■ Directions: Give again, exactly and only, the lines running from the one with "Query: metal guardrail" to the end of the material below; leave out pictures.

■ Provided material:
- Opening Delimiter -

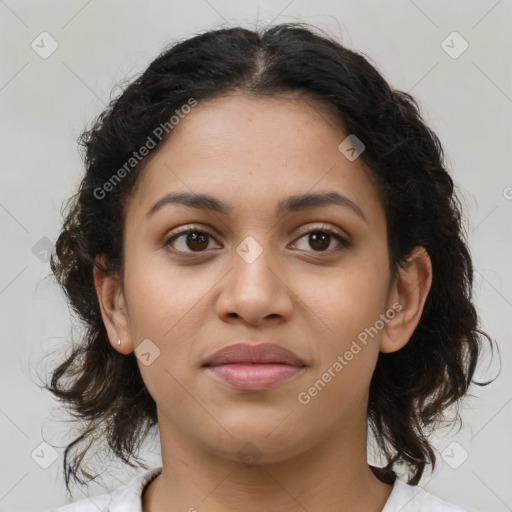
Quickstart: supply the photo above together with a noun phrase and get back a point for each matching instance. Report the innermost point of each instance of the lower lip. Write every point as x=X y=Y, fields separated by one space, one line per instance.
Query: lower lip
x=254 y=377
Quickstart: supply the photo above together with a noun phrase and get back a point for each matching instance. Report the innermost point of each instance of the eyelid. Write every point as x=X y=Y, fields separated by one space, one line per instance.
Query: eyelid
x=343 y=239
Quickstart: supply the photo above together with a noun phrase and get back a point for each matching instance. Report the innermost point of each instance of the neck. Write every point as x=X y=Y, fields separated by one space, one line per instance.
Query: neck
x=331 y=476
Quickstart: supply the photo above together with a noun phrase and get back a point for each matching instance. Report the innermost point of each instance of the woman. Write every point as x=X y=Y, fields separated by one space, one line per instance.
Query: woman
x=267 y=253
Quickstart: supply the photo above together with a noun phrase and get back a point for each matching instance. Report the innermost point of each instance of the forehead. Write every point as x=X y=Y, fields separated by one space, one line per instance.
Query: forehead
x=252 y=152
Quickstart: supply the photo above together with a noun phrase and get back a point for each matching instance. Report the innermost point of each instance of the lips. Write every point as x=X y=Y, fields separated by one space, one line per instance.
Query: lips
x=264 y=353
x=254 y=368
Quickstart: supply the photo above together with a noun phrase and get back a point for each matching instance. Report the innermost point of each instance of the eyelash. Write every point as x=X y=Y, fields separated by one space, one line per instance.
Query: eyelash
x=345 y=244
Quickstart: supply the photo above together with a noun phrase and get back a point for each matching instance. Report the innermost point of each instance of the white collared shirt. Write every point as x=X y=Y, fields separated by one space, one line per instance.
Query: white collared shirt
x=403 y=498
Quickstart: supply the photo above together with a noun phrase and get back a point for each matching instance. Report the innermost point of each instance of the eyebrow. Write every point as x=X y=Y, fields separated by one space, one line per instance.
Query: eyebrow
x=290 y=204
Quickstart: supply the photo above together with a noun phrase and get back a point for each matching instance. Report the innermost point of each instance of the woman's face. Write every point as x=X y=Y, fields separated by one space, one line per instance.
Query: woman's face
x=254 y=274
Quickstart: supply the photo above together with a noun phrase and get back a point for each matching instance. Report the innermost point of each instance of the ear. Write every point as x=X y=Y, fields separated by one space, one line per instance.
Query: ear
x=113 y=308
x=409 y=289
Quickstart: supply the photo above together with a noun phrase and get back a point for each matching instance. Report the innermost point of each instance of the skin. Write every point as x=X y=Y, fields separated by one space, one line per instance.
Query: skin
x=251 y=153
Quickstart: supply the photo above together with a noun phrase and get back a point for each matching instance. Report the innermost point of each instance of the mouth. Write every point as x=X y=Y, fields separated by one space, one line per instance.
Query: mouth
x=254 y=367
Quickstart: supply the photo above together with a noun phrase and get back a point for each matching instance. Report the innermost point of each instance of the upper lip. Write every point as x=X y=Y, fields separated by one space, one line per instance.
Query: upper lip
x=247 y=353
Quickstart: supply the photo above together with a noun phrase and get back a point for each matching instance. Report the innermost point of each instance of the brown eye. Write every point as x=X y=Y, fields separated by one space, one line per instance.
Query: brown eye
x=320 y=240
x=189 y=241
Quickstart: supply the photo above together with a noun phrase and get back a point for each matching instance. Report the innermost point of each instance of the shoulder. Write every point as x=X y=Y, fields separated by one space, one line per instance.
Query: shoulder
x=411 y=498
x=126 y=498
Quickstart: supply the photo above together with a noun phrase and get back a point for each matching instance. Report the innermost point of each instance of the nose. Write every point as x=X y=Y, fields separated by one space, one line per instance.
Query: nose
x=255 y=291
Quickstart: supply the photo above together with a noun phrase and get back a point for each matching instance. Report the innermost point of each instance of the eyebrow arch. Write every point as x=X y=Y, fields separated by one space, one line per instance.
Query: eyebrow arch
x=290 y=204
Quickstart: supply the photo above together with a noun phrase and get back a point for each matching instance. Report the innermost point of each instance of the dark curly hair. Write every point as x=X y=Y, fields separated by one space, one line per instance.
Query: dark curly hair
x=411 y=388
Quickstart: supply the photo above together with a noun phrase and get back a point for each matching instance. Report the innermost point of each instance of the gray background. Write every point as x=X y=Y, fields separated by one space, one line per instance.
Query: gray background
x=46 y=103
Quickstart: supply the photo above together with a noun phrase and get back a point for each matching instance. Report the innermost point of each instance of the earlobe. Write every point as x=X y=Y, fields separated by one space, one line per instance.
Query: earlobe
x=410 y=290
x=113 y=310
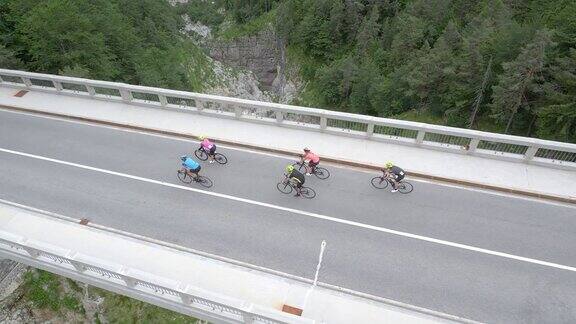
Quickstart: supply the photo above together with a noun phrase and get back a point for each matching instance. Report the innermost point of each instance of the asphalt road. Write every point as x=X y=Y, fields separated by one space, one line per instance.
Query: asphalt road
x=463 y=282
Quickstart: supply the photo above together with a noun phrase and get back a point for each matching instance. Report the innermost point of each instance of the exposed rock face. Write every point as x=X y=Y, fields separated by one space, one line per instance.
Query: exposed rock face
x=10 y=277
x=256 y=53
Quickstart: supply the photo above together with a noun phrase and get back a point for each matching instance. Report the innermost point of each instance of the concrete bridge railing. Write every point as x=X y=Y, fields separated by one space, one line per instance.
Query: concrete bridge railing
x=135 y=283
x=497 y=146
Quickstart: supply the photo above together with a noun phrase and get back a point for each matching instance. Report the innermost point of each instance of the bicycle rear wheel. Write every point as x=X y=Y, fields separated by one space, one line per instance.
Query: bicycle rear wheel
x=284 y=187
x=201 y=154
x=220 y=158
x=321 y=173
x=379 y=182
x=405 y=187
x=307 y=192
x=184 y=177
x=205 y=182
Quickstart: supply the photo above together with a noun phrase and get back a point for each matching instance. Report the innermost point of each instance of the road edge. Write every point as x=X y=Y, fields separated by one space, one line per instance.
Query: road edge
x=514 y=191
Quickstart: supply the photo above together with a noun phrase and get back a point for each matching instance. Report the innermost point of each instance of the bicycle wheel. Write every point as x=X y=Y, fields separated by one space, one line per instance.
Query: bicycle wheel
x=205 y=182
x=307 y=192
x=321 y=173
x=284 y=187
x=201 y=154
x=184 y=177
x=379 y=183
x=405 y=187
x=220 y=158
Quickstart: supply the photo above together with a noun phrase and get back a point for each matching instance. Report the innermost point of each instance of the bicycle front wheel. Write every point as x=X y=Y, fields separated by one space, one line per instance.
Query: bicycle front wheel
x=201 y=154
x=284 y=187
x=405 y=187
x=184 y=177
x=307 y=192
x=321 y=173
x=220 y=158
x=205 y=182
x=379 y=182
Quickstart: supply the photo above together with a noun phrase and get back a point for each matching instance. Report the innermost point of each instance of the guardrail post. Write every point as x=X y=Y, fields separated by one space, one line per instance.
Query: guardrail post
x=91 y=90
x=163 y=100
x=473 y=145
x=186 y=299
x=323 y=122
x=77 y=265
x=130 y=282
x=57 y=85
x=27 y=82
x=279 y=117
x=126 y=95
x=33 y=252
x=420 y=136
x=530 y=153
x=247 y=315
x=370 y=130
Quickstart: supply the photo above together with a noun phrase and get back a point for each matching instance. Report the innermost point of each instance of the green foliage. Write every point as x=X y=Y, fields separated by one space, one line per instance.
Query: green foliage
x=43 y=290
x=252 y=27
x=205 y=11
x=455 y=60
x=119 y=40
x=518 y=81
x=121 y=309
x=558 y=116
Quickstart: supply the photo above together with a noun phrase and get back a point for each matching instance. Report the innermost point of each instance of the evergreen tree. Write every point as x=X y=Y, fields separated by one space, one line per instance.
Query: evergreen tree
x=557 y=119
x=512 y=90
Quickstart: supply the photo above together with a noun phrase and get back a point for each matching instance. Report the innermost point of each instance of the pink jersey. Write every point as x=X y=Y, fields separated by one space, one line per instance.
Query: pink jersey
x=206 y=144
x=312 y=157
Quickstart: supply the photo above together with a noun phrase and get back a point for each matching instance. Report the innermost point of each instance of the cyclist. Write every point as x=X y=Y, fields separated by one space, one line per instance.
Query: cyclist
x=312 y=159
x=208 y=146
x=295 y=177
x=394 y=173
x=191 y=167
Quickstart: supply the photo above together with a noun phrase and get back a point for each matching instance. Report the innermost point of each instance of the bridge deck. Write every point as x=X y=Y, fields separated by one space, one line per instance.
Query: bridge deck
x=499 y=173
x=441 y=247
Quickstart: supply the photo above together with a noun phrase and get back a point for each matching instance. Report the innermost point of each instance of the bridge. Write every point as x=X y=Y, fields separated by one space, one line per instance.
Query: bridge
x=487 y=235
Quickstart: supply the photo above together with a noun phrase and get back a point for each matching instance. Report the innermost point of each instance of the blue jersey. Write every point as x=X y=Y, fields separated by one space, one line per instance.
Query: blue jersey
x=190 y=164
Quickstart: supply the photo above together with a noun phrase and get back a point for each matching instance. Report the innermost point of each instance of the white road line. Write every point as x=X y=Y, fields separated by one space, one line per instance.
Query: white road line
x=285 y=157
x=304 y=213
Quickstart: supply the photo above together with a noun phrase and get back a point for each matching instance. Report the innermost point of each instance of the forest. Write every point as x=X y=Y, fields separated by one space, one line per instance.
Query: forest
x=497 y=65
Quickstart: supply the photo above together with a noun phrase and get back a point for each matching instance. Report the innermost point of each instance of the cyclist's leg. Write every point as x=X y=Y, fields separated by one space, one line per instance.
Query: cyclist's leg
x=212 y=152
x=299 y=188
x=313 y=166
x=194 y=173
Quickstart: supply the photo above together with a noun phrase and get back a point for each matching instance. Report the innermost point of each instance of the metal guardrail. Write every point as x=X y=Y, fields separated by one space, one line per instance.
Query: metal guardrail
x=170 y=292
x=449 y=139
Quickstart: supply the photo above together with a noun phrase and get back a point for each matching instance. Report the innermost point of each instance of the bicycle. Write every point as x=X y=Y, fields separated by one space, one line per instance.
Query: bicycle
x=202 y=180
x=382 y=182
x=319 y=172
x=203 y=155
x=286 y=186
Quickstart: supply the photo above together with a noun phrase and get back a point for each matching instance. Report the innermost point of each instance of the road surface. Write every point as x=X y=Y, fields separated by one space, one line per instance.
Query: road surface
x=480 y=255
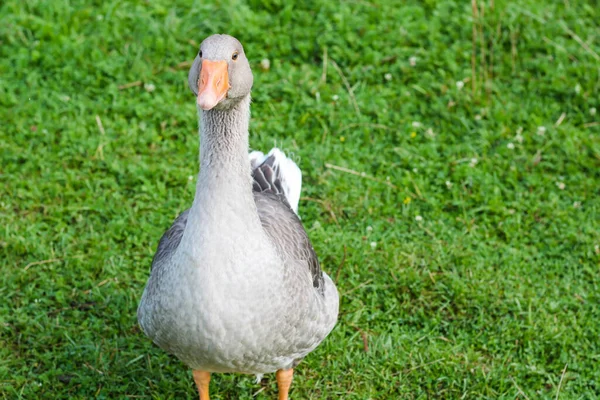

- Closing Delimiter -

■ Exercise answer:
Query: metal guardrail
x=170 y=292
x=449 y=139
Quickstart: supply the photo above together with a noun phrase and get back a point for each matching instance. Report the innermost point of each instance of the bicycle. Write every point as x=X y=Y, fields separated by one space, one line per instance.
Query: bicycle
x=202 y=180
x=382 y=182
x=319 y=172
x=203 y=155
x=286 y=186
Quickstart: supply the photo above together with a noun phrase and get back a point for each matching instance. Report the innermost point of each instance of the road surface. Write every point as x=X y=Y, fields separated by one space, one line per instance.
Query: road surface
x=480 y=255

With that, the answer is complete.